**** STUDY TEXT

November 30, 2013
LOS ANGELES – As President Barack Obama and Vice President Joe Biden took turns visiting Houston and other major American ports recently to talk about the importance of exports, a group of Houston-area residents left on a differen tmission.
The timing was coincidental, but the contrast was sharp.
The Obama administration is trying to pry loose congressional funding for dredging and other infrastructure to make American fuels and products less expensive to export and thus more attractive to buyers around the world.
Trade through the Ship Channel is increasing, and the Port of Houston is expanding. Direct seaport jobs brought $2.9 billion dollars in income into the Houston area in 2011.
But some local residents want a reconsideration of who benefits from trade expansion and who pays the costs.
A contingent from communities near the Ship Channel traveled to Los Angeles to learn how groups in that region have managed to influence port expansions and channel millions of dollars of improvements into their sooty, park-poor, portside neighborhoods.

********
**** SOURCE DATA

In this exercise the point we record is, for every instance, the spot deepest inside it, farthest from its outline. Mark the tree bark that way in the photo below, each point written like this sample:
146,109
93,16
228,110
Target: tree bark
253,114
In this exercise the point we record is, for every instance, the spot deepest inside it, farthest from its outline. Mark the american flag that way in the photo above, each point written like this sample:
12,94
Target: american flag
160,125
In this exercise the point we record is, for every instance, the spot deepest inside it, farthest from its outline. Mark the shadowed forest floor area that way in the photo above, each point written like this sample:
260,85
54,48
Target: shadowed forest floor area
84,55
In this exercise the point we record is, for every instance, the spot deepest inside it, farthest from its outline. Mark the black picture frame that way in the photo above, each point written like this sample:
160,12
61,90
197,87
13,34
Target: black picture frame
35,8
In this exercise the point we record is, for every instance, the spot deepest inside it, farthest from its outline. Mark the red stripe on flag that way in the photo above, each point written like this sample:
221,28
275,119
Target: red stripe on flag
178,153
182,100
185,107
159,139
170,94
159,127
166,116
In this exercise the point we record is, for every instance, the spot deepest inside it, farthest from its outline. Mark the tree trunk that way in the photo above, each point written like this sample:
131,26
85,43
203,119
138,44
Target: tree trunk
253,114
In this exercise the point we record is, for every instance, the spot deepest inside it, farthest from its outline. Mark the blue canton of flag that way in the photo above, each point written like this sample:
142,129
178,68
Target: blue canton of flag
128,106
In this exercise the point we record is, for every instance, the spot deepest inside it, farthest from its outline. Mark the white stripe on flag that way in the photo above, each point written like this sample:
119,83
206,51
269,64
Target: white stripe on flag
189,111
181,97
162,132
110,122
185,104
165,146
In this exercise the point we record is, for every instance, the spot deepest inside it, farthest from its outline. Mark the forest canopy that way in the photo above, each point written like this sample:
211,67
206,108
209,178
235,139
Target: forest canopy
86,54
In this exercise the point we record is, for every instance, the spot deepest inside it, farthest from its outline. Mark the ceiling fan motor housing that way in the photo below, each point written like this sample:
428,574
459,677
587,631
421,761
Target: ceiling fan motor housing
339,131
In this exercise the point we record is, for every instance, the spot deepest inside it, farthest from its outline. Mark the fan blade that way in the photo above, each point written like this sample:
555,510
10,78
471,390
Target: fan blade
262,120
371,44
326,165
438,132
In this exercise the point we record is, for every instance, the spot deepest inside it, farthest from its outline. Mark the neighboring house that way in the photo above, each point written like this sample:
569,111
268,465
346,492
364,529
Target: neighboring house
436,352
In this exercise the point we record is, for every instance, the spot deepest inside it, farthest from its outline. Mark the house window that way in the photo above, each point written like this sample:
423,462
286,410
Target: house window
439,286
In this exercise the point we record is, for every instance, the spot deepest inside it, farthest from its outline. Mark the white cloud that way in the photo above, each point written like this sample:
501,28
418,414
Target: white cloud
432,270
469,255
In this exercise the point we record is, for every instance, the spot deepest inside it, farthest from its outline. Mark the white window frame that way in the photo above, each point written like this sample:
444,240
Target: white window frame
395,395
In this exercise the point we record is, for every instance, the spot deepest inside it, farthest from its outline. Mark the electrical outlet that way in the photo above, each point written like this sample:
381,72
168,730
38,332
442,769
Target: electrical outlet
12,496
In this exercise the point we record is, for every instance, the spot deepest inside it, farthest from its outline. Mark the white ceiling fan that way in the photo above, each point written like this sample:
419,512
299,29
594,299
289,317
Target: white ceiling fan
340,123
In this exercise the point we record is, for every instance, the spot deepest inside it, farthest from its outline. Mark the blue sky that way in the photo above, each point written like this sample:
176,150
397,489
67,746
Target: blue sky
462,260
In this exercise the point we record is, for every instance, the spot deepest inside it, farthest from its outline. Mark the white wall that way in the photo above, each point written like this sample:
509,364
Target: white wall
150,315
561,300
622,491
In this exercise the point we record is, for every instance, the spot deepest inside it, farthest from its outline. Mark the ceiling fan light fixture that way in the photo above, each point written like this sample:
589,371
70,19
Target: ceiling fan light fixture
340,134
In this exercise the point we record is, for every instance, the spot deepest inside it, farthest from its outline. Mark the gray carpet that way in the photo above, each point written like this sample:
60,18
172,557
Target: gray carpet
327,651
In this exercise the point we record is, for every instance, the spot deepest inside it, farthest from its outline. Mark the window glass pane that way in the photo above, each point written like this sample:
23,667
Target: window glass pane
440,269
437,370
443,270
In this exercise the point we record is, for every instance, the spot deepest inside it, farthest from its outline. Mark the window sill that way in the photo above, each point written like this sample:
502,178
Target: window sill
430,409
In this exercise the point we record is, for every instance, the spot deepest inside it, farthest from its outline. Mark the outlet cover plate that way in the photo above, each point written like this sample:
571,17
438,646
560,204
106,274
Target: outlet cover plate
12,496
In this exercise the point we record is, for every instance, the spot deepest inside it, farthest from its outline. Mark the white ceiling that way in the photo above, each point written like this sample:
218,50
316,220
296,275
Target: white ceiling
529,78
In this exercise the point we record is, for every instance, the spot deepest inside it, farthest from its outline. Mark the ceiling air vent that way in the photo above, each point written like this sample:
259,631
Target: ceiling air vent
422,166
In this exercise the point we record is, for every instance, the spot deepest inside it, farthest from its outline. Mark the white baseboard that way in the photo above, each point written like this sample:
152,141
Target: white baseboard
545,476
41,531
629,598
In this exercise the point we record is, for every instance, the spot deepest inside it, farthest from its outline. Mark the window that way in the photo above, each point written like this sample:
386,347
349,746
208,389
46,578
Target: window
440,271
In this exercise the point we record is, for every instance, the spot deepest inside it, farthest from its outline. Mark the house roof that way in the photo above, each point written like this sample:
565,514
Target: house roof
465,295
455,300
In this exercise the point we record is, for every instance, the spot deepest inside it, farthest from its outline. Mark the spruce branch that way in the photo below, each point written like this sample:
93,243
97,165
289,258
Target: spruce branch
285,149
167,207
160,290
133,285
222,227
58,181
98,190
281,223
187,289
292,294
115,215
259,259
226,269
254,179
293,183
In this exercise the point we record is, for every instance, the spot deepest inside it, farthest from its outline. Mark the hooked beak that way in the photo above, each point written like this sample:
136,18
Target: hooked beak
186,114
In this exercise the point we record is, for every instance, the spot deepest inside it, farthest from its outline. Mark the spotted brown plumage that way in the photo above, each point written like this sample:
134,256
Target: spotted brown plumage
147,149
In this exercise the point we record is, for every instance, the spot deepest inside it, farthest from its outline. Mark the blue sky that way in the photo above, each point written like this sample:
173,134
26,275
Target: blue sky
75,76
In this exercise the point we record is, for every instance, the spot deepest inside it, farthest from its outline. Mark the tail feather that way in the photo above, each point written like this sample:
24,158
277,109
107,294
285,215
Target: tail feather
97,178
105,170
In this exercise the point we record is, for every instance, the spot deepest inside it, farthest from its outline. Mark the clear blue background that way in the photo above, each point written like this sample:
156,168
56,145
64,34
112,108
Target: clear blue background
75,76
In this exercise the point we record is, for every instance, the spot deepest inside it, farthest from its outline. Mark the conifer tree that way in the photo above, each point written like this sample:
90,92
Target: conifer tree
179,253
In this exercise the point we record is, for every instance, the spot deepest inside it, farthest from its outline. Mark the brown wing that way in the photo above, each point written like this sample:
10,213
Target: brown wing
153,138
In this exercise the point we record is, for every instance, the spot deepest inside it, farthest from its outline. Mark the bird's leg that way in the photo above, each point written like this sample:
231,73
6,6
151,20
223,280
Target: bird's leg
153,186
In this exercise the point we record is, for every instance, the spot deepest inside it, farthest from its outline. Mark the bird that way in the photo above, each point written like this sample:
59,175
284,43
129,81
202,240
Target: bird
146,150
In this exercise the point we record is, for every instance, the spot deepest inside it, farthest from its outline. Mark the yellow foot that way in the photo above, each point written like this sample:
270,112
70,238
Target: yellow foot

********

Continue the article about Houston residents studying port expansion in Los Angeles, starting right after its last sentence. The records aren't needed for this work.

Ten people from Galena Park, Pasadena and the Houston neighborhoods of Manchester and the Fifth Ward visited the twin ports of Los Angeles and Long Beach. Despite their own proximity to the largest petrochemical complex in the U.S., the Houston-area delegates were taken aback as their Los Angeles bus rolled past miles of stacked shipping containers, cranes and one refinery after another.
“Oh my God, the size, the actual size, if that is what is going to happen to the Port of Houston, that is unbelievable, that is just unbelievable,” said the Rev. James Caldwell, a Fifth Ward pastor who works with the Coalition of Community Organizations. “It is going to create some huge problems. It looked enormous to me coming from Houston.”
Pollution increase
Two and a half times as many containers are expected to pass through the Port of Houston by 2030, according to port authority documents. Container boxes arrive on ships, then cranes lift them onto rail chassis or trucks. Increases in port traffic often mean more diesel pollution from ships, trains and trucks.
Research on health effects of breathing exhaust continues to grow, said Ed Avol, professor of clinical medicine at the Keck School of Medicine at the University of Southern California. “The message is, traffic exhaust is bad for you, and we are seeing that in every organ system we look at,” Avol said.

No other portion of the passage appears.